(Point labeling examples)
------------------------------------------------------------
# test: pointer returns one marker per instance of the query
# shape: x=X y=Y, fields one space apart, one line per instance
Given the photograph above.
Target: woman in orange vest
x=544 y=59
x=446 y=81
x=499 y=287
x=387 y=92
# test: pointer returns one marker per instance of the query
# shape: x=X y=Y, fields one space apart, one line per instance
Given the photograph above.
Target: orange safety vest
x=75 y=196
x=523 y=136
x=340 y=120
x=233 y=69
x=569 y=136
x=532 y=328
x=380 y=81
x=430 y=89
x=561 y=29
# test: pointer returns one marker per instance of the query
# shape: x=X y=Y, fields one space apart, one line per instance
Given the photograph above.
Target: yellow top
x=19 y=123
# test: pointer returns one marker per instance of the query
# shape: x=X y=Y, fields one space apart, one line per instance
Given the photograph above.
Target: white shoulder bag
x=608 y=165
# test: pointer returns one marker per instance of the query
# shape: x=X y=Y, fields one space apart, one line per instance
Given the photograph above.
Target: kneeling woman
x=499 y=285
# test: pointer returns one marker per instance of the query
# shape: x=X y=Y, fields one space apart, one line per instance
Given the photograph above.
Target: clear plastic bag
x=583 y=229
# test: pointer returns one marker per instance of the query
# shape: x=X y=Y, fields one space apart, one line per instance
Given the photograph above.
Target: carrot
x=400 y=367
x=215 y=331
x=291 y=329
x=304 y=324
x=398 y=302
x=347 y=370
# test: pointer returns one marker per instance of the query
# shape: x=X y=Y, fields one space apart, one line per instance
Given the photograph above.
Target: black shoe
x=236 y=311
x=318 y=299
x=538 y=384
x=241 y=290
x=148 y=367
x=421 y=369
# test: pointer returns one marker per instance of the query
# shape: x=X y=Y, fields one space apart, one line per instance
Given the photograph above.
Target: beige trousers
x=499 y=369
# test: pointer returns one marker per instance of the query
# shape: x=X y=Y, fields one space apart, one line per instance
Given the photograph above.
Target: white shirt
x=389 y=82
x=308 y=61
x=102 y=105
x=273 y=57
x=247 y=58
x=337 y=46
------------------------------------------------------------
#### Set task:
Retype the lines above exactly as they appear.

#### Response to this task:
# test: pointer returns one marker per instance of the query
# shape: x=X y=Y, fields one space apart, one line per instance
Given the photograph above.
Target: woman in orange vest
x=544 y=59
x=446 y=81
x=499 y=287
x=387 y=92
# test: pointer returns one marker per instance of the query
# shape: x=X y=Y, fields one space apart, one line per instance
Given the photograph above.
Target: orange safety vest
x=75 y=196
x=523 y=136
x=340 y=120
x=233 y=69
x=569 y=136
x=532 y=328
x=380 y=81
x=430 y=89
x=561 y=29
# test: pointer returns one marker per instance of the query
# shape: x=X y=Y, fields one space apart, one line per instance
Given the photograph above.
Target: yellow top
x=19 y=123
# test: pointer returns one marker per instance of the query
# shape: x=X y=Y, fields one space apart, one line per instance
Given the photograph above.
Target: white shoulder bag
x=608 y=165
# test: pointer returns one marker per instance of the query
# shape: x=X y=Y, fields one space apart, one line per instance
Given the photograph above.
Target: kneeling woman
x=499 y=285
# test: pointer returns one marker per instance of the query
# shape: x=X y=Y, fields one space apart, one line per instance
Given the photograph above.
Target: clear plastic bag
x=583 y=229
# test: pointer returns one marker per instance of the query
# shape: x=X y=Y, fields one space apart, one line per instance
Given the photograph above.
Target: carrot
x=400 y=367
x=215 y=331
x=291 y=329
x=304 y=324
x=398 y=302
x=347 y=370
# test: pointer returns one marker per instance of the query
# shape: x=X y=Y, fields one space apart, one line per instance
Given the photograph above.
Target: black shoe
x=236 y=311
x=318 y=299
x=538 y=384
x=241 y=290
x=148 y=367
x=421 y=369
# test: pointer returns one marker per instance of the query
# shape: x=X y=Y, fields one space apart, one line per instance
Given the photograph above.
Target: beige trousers
x=499 y=369
# test: pointer returns one marker per instance of the query
# shape: x=X y=Y, fields one space apart, one line per instance
Given the photograph above.
Target: white shirt
x=389 y=82
x=308 y=61
x=102 y=105
x=273 y=57
x=247 y=58
x=337 y=46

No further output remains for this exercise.